--- Jobs ---
#1 In the fault-network code, condense the comment that begins "First we need to define a set of auxiliary functions" into one shorter sentence that keeps its main facts.
#2 According to the fault-network code, to what range does the mystrike function scale the strike?
#3 Proceed with the fault-network code from the point where it stops.

--- Excerpted text ---
++++

1) Create an empty list where the graphs resulting from each skeletonised image will be stored

2) Loop through all timesteps to do the following actions in one single loop:

Skeletonize >> lines into points >> then points are turned into nodes of graph G

3) Plot graphs for each timestep to understand what is going on


In [10]:
# First we need to define a set of auxiliary functions to calculate strike difference,
# which is used as a parameter to clean the network

# function 1
def mystrike(x1, y1, x2, y2):
  if (x2-x1)<0:
    strike = math.degrees(math.atan2((x2-x1),(y2-y1))) + 360
  else:
    strike = math.degrees(math.atan2((x2-x1),(y2-y1)))

  #Scale to [0, 180]
  if strike<=180:
    return strike
  else:
    return strike - 180

#function 2
def calculate_mystrike(G, non):
    """ Compute strike of fault network

    Parameters
    ----------
    G : nx.graph
        Graph containing edges
    non: int
        Number of neighbors

    Returns
    -------
    G : nx.graph
        Graph containing edges with 'strike' attribute
    """

    # Assertions
    assert isinstance(G, nx.Graph), 'G is not a NetworkX graph'

    for node in tqdm(G, desc='Calculate mystrike'):


        neighbors = nx.single_source_shortest_path_length(G, node, cutoff=non)


        neighbors = sorted(neighbors.items())

        first = neighbors[0][0]
        last = neighbors[-1][0]

        # print(node)
        # print(neighbors)
        # print(first, last)



        x1 = G.nodes[first]['pos'][0]
        y1 = G.nodes[first]['pos'][1]

        x2 = G.nodes[last]['pos'][0]
        y2 = G.nodes[last]['pos'][1]


        G.nodes[node]['strike'] = mystrike(x1, y1, x2, y2)


    for edge in G.edges:
        G.edges[edge]['strike'] = (G.nodes[edge[0]]['strike'] + G.nodes[edge[0]]['strike'])/2

    return G

#function 3
def calculate_diff_strike(G, non):
    """ Compute strike difference between nodes of fault network

    Parameters
    ----------
    G : nx.graph
        Graph containing edges
    non: int
        Number of neighbors

    Returns
    -------
    G : nx.graph
        Graph containing nodes with 'strike' attribute
    """


    # Assertions
    assert isinstance(G, nx.Graph), 'G is not a NetworkX graph'


    for node in G:

        neighbors = nx.single_source_shortest_path_length(G, node, cutoff=non)
        #print(neighbors)
        #print(len(neighbors))
        strikes = [G.nodes[node]['strike'] for node in neighbors.keys()]
        #print(strikes)
        #print(len(strikes))
        if len(neighbors) > 1:
          G.nodes[node]['strike_diff'] = np.max(np.diff(strikes))

++++

--- Entries supplied ---

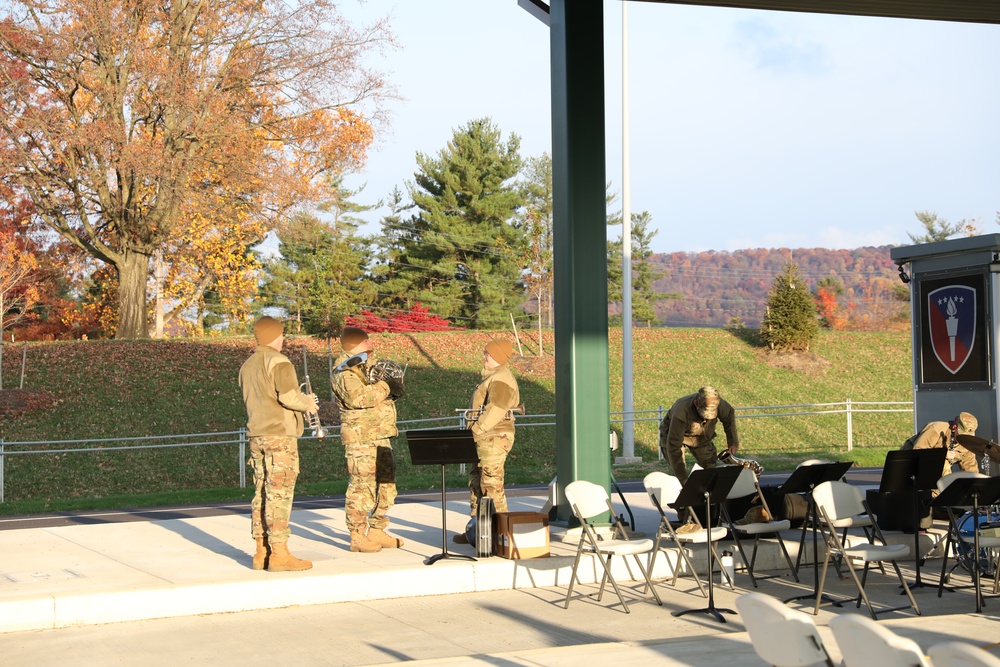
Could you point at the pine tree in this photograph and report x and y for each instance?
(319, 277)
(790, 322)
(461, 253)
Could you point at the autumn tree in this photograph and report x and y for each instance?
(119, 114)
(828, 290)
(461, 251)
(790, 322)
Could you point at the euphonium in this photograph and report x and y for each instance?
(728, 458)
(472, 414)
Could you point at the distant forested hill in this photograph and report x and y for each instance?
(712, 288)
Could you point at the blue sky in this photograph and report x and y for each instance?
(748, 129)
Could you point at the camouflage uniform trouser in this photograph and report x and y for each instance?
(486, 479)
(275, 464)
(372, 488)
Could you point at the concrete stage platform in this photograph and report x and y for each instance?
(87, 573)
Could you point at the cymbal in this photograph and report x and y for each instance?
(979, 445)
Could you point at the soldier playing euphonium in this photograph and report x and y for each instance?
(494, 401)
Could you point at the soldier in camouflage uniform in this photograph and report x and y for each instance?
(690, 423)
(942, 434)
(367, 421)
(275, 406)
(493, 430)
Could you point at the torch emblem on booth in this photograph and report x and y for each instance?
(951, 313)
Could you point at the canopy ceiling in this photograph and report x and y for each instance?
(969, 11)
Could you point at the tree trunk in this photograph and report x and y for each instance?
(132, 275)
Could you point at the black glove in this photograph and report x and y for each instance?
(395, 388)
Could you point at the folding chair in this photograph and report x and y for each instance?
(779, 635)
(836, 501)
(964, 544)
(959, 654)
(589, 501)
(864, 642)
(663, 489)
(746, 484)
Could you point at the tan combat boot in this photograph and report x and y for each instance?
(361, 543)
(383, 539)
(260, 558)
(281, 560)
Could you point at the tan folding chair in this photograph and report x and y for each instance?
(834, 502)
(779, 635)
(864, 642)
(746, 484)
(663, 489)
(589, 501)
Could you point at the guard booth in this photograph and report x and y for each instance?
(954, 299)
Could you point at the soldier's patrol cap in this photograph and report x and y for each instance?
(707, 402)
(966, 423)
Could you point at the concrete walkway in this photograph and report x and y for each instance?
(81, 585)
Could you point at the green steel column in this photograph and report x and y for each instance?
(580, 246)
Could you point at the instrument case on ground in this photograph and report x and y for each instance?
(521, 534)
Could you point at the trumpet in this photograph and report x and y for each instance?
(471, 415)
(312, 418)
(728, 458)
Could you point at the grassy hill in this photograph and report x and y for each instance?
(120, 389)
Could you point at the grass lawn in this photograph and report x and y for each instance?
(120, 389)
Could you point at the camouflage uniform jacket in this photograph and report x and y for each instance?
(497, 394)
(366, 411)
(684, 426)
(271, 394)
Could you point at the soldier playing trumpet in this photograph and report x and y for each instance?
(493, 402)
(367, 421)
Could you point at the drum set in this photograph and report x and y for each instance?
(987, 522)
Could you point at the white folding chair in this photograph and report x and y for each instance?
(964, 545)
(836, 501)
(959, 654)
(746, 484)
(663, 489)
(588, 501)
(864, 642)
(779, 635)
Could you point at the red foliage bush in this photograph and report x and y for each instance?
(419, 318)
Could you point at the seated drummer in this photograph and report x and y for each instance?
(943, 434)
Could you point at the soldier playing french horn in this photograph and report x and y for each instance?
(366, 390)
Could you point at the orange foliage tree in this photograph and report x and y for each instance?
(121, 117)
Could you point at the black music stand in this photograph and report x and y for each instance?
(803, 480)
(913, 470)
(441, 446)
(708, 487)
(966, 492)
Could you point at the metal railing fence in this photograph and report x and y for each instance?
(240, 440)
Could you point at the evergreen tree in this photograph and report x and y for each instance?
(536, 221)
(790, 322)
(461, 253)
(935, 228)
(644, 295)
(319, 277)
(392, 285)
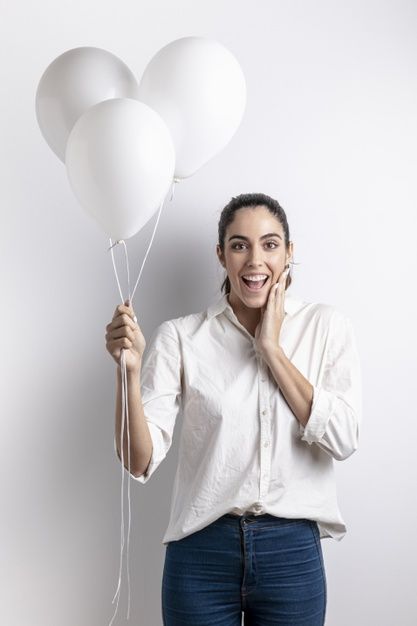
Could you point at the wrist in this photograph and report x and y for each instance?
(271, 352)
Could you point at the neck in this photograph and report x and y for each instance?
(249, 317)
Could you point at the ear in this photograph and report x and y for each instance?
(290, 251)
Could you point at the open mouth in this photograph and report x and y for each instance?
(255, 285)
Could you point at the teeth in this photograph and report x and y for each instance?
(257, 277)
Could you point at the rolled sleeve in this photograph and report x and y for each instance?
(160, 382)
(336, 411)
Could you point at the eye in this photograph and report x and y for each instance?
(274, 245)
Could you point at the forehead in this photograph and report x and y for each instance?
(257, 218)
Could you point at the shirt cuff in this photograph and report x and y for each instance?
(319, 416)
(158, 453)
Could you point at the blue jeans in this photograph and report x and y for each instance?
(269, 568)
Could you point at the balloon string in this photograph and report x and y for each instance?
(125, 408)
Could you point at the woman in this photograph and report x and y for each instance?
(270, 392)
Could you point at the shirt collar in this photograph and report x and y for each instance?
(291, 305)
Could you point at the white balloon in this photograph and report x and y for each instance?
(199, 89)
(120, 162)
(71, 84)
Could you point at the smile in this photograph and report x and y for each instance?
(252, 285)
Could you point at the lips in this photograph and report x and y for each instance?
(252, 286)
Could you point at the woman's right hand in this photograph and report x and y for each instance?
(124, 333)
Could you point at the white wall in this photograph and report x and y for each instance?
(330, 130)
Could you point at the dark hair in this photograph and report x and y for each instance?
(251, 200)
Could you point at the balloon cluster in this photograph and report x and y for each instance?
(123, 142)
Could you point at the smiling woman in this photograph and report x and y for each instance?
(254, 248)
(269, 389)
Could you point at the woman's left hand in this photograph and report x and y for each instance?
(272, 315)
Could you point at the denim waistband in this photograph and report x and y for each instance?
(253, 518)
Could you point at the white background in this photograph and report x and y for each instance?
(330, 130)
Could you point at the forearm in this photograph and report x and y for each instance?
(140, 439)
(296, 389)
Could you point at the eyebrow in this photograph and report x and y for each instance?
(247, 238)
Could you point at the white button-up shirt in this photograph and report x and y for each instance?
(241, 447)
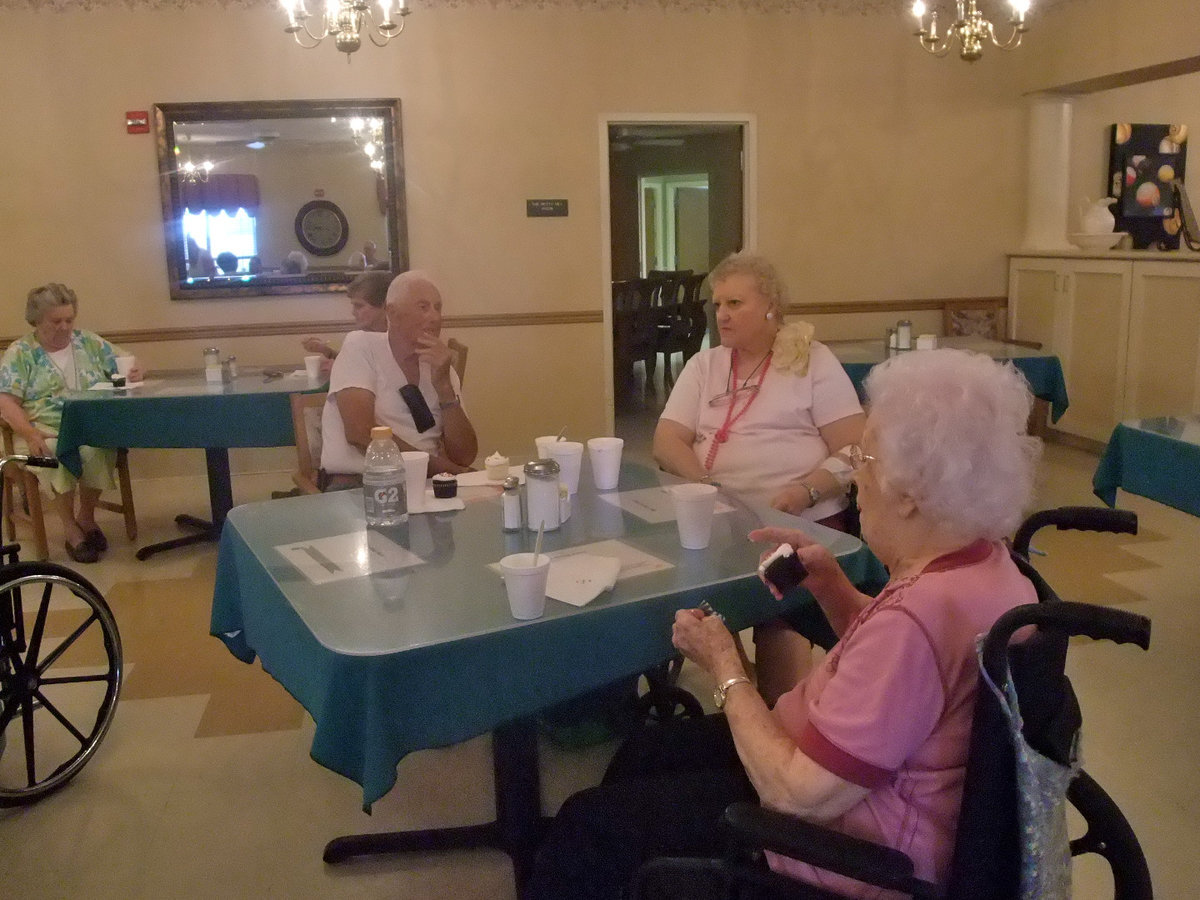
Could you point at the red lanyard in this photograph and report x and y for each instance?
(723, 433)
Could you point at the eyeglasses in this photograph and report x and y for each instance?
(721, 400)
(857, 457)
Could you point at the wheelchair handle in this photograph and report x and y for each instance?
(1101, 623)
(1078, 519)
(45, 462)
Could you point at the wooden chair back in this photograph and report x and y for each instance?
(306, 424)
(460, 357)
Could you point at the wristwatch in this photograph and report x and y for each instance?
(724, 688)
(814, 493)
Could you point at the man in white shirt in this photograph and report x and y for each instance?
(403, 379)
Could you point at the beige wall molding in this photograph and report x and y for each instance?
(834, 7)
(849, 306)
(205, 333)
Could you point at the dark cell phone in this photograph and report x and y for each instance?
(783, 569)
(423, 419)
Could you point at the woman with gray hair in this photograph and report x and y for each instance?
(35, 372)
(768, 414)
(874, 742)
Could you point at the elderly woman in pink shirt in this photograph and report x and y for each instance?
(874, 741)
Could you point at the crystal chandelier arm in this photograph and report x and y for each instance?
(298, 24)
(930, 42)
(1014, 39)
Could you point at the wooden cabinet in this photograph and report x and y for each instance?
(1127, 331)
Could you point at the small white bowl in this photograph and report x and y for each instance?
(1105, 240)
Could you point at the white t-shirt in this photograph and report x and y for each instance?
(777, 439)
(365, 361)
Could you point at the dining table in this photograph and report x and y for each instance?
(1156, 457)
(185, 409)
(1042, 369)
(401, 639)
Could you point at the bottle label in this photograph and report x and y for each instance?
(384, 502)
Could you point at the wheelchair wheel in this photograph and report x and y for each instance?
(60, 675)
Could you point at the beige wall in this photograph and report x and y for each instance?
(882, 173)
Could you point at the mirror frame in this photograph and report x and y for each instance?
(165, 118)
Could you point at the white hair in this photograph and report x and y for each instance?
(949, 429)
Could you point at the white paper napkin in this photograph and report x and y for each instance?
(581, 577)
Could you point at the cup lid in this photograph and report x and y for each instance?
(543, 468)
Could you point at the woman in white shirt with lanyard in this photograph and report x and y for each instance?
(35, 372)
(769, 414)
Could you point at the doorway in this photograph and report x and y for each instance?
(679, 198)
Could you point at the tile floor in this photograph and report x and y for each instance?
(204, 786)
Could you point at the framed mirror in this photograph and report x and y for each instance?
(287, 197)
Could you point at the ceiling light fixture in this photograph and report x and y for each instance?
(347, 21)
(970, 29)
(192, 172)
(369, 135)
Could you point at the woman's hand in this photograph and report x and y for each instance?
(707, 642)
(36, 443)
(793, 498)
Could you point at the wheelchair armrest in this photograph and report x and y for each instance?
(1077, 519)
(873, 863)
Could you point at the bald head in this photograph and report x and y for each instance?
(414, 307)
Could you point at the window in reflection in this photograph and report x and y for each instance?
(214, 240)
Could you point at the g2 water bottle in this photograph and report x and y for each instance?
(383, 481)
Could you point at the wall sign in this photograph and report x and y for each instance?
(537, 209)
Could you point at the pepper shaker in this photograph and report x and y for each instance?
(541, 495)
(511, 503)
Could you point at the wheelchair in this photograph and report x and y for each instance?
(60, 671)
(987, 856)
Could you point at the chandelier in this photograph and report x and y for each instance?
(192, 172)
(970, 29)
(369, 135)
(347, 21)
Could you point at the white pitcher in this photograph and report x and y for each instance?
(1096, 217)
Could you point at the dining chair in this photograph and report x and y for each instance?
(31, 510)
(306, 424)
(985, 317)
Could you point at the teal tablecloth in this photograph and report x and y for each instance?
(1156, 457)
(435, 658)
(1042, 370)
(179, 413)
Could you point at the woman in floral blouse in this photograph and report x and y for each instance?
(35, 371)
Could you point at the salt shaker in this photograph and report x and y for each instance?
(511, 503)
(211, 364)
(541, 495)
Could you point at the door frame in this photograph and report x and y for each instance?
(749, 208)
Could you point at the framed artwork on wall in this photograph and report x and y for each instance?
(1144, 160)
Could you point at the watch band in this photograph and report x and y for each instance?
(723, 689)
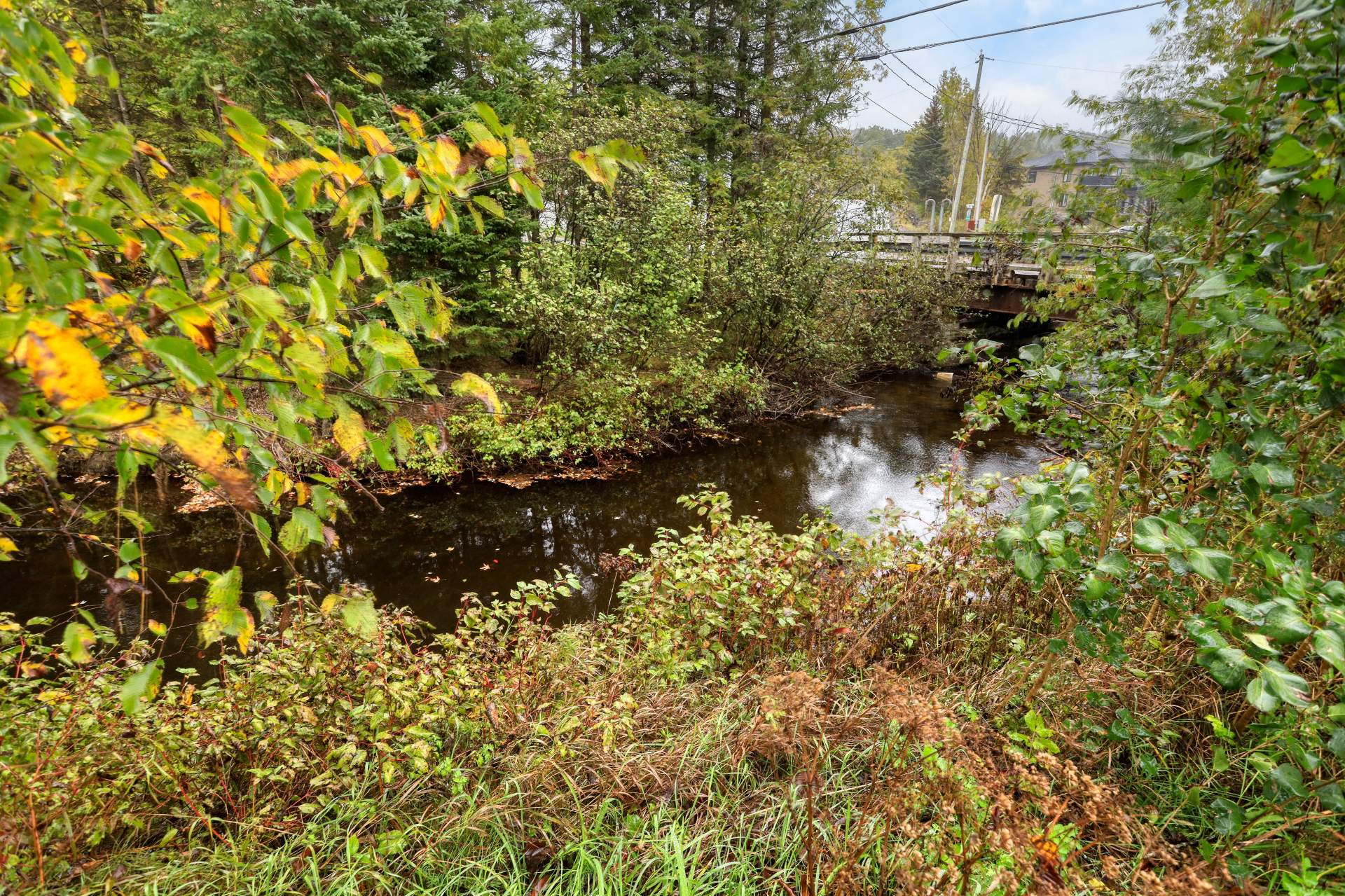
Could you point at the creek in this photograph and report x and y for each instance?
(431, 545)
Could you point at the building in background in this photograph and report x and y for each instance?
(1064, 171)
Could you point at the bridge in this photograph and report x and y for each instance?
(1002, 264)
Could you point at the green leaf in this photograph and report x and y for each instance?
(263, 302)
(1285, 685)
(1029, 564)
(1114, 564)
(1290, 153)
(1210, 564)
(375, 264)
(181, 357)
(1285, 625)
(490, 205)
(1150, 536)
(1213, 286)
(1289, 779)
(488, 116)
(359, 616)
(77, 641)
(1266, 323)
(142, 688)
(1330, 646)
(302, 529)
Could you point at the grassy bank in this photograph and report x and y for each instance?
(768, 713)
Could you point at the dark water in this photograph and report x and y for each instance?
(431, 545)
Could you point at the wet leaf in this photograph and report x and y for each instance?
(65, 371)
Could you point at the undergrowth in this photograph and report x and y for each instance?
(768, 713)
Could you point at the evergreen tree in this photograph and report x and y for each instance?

++++

--- Task responses ---
#1 Helper functions are defined first to compute strike difference, a parameter used to clean the network.

#2 It scales the strike to [0, 180].

#3
        else:
          G.nodes[node]['strike_diff'] = np.nan


    return G

# function 4

def remove_nodes_between(G, attribute, low, high):
    """ Remove node with attribute between two values

    Parameters
    ----------
    G : nx.graph
        Graph
    attribute : str
        Attribute
    low : float
        lower value
    high : float
        higher value

    Returns
    -------
    G : nx.graph
        Graph
    """
    removals = []
    # Assertions
    assert isinstance(G, nx.Graph), "G is not a NetworkX graph"

    # Calculation
    for node in G.nodes:
        if G.nodes[node][attribute] >= low and G.nodes[node][attribute] <= high:
            removals.append(node)

    G.remove_nodes_from(removals)

    return G

Now we run an **'all-in-one'** loop in which we will convert all the original DEMs to relatively clean fault networks:

In [11]:
G_dem = [] #all graphs derived from DEM arrays will be stored here

#define factors and parameters again if they weren't defined earlier

#blurfact = 7 #the higher this number is, the more blurry the image will be
#sigma = 3 #2.5 original value, worked fine, don't erase
#lowth = 0.15 #0.15 original value, worked fine, don't erase
#highth = 0.2 #0.2 original value, worked fine, don't erase

non1 = 2 #number of neighbour edges taken into account to calculate edge strike
non2 = 12 #number of neighbour edges taken into account to calculate edge strike difference
f_thr = 45 #fault length threshold

for n in range(0,16):

  print('')
  print('Timestep ' + str(n+1) + '/16')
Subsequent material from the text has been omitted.